__What to produce__:
Repeat exactly the lines from the line containing "tit in the photo above." to the last line of the listing, including both.

(A block of data)

━━━━━━━━━━━━━━━━━━━━━━━━━━━━━━

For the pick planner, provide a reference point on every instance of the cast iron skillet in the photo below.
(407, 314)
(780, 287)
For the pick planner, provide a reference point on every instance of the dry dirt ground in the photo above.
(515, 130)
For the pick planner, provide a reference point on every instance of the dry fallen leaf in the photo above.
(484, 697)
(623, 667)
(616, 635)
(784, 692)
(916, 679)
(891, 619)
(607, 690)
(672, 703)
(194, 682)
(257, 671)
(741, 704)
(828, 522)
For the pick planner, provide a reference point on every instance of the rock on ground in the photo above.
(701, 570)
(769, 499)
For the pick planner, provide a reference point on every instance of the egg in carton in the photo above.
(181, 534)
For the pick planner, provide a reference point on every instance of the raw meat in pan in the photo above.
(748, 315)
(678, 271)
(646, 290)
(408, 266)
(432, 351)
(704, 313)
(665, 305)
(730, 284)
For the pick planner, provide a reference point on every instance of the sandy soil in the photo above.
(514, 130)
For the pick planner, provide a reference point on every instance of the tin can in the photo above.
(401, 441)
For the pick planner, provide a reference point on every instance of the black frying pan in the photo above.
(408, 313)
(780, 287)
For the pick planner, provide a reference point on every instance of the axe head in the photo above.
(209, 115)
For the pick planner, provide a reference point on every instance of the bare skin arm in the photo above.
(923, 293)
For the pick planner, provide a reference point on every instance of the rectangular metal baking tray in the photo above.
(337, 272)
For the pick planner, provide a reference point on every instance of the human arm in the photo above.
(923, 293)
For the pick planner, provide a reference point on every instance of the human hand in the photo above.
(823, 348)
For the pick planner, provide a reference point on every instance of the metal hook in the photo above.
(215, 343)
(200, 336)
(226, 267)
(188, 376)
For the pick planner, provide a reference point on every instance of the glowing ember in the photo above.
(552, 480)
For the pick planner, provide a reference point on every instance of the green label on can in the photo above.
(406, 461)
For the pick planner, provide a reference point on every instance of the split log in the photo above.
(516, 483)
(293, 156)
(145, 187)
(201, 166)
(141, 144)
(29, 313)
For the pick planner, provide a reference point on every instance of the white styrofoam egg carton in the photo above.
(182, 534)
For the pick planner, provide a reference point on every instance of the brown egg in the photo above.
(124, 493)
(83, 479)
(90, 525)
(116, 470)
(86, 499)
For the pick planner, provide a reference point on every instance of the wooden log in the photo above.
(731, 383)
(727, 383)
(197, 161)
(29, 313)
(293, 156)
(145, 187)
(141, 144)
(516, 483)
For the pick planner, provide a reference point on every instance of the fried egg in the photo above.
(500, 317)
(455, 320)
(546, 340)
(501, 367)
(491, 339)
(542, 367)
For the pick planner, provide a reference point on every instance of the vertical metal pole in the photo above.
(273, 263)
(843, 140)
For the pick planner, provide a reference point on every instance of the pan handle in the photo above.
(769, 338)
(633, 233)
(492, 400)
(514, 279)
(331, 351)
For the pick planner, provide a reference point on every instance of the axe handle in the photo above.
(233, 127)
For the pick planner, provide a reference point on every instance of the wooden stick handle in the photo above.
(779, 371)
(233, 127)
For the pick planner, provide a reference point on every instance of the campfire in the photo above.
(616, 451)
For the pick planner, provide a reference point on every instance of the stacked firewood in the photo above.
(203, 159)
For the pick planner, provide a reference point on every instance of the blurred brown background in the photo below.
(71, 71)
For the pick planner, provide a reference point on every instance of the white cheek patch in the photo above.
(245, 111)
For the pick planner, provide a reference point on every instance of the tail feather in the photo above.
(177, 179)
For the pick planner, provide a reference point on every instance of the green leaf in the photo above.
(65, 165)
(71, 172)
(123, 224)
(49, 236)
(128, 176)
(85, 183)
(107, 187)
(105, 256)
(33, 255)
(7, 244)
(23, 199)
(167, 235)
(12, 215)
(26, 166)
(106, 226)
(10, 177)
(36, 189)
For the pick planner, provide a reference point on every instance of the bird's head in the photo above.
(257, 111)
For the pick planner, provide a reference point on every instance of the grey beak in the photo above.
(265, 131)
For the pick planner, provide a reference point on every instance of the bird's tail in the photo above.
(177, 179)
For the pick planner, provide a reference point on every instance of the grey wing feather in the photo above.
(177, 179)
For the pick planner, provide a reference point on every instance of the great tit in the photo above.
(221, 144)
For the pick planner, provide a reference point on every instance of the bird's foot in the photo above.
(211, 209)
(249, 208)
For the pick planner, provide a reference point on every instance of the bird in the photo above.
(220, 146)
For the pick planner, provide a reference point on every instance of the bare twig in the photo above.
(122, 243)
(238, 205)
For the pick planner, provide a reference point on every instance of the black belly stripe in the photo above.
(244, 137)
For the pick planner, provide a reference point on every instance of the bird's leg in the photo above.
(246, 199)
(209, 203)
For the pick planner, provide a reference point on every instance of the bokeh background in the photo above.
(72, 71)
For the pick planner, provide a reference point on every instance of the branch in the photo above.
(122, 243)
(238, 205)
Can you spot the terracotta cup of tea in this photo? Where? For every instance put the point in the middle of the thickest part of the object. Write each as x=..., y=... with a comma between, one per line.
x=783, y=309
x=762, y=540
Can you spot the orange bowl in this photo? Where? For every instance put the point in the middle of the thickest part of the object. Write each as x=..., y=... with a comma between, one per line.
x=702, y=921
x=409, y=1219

━━━━━━━━━━━━━━━━━━━━━━━━━━━━━━

__Written answer__:
For the pick planner, provide a reference point on every instance of the great tit in the photo above.
(221, 144)
For the pick planner, provide a reference point on every instance of the bird's foot in the photo above.
(211, 209)
(249, 208)
For the pick planner, provide a reference point on every instance of the bird in the photo above.
(220, 146)
For the pick planner, provide a reference point on every instance of the bare twig in the photo above.
(122, 243)
(238, 205)
For the pick planner, provide a reference point on every instance of the black belly stripe in the photo above.
(244, 137)
For the pick planner, provide a reference point on every instance of the bird's leg in the photo above.
(246, 199)
(209, 203)
For the pick planner, provide a reference point on every instance of the bokeh background in the photo above.
(72, 71)
For the pick planner, provide a reference point on every instance of the branch in the photo above.
(122, 243)
(238, 205)
Can you spot the terracotta cup of tea in this photo? Where? For every instance put the point in the middle of the thickest part of the object. Write each as x=..., y=... with a comma between, one per line.
x=783, y=309
x=762, y=540
Can you spot the orange bowl in this photo? Where? For every instance put the point in the middle of the thickest part of the object. Write each as x=..., y=... with a comma between, one per line.
x=702, y=921
x=409, y=1219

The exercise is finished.